STUDY TEXT ->
————

Credit: Shea Ashmala | Mustang News

Sophie Corbett is a journalism sophomore. The views expressed do not necessarily reflect those of Mustang News.

It’s 2019. Your dorm room is finally complete and is decked out with a wall tapestry, fairy lights and a letter board. Mo Bamba is playing through a speaker in the second-floor common room of Yosemite Tower 9. Girls are in and out of each other’s rooms, swapping tops to coordinate. The theme is “80s in Aspen.” After going out, you stay up all night with your roommate hatching a plan that tomorrow you WILL muster up the courage to talk to Steven on the first floor. This is the “college” many incoming freshmen have been looking forward to.

Moving into your freshman year dorm is a rite of passage that marks the beginning of your first taste of independence. Unfortunately for the incoming freshman class, the dorms look a lot different this year. In order to slow the spread of COVID-19, only 5,150 students will be living on campus instead of the normal 8,500, and dorm rooms will be single occupancy. Despite these safety measures, bringing back thousands of students to live on-campus unnecessarily puts the community at risk. The likelihood of transmission is high in dorms. Students are going to socialize with other students, and not all of them are going to follow CDC guidelines 100 percent of the time.

————

Source data
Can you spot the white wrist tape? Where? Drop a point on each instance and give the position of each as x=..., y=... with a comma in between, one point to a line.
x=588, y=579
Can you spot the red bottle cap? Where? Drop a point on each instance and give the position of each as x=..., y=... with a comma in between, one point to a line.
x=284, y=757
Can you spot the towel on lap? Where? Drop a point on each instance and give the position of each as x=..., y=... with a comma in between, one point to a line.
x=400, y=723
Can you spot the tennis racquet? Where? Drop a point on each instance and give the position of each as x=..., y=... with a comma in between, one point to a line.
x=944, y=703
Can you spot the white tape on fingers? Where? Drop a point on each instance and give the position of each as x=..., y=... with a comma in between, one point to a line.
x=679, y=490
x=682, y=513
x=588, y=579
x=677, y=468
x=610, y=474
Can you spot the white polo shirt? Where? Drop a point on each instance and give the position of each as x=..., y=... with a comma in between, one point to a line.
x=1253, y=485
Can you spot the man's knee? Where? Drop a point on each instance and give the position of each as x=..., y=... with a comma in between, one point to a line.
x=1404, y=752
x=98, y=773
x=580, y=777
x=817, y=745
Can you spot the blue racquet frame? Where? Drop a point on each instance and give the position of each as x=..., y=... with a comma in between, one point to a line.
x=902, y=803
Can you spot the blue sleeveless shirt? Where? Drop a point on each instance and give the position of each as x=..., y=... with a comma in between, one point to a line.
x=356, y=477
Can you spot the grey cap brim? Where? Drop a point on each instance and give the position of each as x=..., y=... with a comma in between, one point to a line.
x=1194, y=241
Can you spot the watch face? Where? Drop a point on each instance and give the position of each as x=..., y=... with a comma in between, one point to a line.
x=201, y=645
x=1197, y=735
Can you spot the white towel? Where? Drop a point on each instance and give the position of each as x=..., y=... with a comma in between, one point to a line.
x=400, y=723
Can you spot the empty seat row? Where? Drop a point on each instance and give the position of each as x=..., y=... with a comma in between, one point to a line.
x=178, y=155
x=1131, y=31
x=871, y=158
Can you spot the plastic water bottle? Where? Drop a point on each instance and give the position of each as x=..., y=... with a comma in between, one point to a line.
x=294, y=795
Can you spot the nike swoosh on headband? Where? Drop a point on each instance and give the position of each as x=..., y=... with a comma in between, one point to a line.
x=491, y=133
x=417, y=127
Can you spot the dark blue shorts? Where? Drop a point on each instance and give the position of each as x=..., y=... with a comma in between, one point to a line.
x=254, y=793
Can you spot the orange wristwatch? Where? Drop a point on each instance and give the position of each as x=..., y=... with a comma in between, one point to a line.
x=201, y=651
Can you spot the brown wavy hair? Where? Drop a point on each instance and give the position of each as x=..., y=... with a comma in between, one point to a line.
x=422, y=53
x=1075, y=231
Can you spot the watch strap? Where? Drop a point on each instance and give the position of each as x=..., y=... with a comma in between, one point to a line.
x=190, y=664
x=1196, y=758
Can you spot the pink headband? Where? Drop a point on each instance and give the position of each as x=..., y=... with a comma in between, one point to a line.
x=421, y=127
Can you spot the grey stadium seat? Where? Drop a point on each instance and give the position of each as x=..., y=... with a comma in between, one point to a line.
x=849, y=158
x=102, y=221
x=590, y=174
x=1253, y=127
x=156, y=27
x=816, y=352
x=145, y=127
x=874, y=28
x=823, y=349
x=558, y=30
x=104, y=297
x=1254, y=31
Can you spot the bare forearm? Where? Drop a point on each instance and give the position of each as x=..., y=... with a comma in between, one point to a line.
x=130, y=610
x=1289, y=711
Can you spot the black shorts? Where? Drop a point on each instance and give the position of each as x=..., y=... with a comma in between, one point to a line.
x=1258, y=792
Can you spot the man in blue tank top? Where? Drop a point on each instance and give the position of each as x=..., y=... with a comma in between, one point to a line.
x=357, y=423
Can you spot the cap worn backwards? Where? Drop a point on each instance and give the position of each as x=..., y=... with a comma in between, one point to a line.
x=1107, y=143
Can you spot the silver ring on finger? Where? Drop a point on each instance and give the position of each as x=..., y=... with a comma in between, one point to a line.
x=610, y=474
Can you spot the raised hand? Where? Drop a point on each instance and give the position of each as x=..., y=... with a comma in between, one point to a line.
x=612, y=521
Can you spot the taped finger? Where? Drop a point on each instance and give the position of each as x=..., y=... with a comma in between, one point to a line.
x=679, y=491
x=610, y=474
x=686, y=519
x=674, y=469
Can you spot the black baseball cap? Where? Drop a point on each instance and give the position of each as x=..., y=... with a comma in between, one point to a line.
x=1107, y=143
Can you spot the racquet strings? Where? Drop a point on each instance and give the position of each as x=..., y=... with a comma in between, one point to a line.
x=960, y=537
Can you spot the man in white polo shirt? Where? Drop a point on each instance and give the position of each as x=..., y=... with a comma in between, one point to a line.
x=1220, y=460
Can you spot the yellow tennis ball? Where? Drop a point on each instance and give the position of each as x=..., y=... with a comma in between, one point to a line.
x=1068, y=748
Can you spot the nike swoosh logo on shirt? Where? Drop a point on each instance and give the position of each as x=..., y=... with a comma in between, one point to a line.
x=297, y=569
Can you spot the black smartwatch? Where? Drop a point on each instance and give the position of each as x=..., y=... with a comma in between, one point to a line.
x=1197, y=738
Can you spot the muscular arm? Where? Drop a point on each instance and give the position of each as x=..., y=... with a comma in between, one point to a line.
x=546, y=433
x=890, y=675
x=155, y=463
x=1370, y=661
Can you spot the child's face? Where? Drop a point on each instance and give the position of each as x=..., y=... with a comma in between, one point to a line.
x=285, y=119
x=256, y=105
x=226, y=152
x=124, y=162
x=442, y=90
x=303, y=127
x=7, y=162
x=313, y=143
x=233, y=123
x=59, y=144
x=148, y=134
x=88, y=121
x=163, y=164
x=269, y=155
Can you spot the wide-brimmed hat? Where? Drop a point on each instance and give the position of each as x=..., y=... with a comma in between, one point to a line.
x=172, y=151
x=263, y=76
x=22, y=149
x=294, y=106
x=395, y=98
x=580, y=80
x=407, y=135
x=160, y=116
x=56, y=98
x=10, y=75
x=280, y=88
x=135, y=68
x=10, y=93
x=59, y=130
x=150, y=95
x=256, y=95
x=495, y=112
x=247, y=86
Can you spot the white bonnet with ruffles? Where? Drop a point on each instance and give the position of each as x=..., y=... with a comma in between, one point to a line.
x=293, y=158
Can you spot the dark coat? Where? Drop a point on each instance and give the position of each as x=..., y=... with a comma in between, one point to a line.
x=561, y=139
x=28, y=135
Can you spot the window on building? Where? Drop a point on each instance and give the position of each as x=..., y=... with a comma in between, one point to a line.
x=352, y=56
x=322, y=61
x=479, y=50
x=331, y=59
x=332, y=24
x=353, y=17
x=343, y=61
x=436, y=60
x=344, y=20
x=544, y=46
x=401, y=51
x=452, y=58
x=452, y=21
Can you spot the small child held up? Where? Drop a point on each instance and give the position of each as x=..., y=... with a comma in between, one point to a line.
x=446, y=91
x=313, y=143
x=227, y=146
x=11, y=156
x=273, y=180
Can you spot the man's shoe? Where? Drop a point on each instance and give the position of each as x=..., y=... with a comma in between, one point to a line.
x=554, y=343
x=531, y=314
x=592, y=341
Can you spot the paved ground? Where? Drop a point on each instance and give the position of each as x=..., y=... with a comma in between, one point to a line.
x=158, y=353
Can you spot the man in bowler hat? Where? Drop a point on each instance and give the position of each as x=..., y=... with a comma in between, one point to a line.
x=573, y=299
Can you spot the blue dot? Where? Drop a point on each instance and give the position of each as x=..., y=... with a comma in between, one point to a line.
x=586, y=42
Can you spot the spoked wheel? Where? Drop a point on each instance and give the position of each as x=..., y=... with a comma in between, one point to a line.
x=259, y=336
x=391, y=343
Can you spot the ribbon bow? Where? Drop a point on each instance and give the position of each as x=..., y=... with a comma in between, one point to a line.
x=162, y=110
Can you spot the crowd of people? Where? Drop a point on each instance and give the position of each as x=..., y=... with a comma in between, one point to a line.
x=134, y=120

————

TASKS TO PERFORM ->
A) Answer these questions from the opinion piece:
(i) What major and class year does the opinion piece give for Sophie Corbett?
(ii) What is the theme in the 2019 scene?
(iii) How many students will live on campus this year, and what is the normal number?
B) Substitute "poster" for "tapestry" in the opinion piece and write out the passage starting at "Credit: Shea Ashmala" and ending at "looking forward to.".
C) List every decoration named in the opinion piece's description of the finished dorm room.
The listing is separate material, apart from the opinion piece.

YOUR WRITTEN ANSWERS ->
A)
(i) She is a journalism sophomore.
(ii) "80s in Aspen."
(iii) 5,150 students will live on campus, instead of the normal 8,500.

B)
Credit: Shea Ashmala | Mustang News

Sophie Corbett is a journalism sophomore. The views expressed do not necessarily reflect those of Mustang News.

It’s 2019. Your dorm room is finally complete and is decked out with a wall poster, fairy lights and a letter board. Mo Bamba is playing through a speaker in the second-floor common room of Yosemite Tower 9. Girls are in and out of each other’s rooms, swapping tops to coordinate. The theme is “80s in Aspen.” After going out, you stay up all night with your roommate hatching a plan that tomorrow you WILL muster up the courage to talk to Steven on the first floor. This is the “college” many incoming freshmen have been looking forward to.

C) A wall tapestry, fairy lights and a letter board.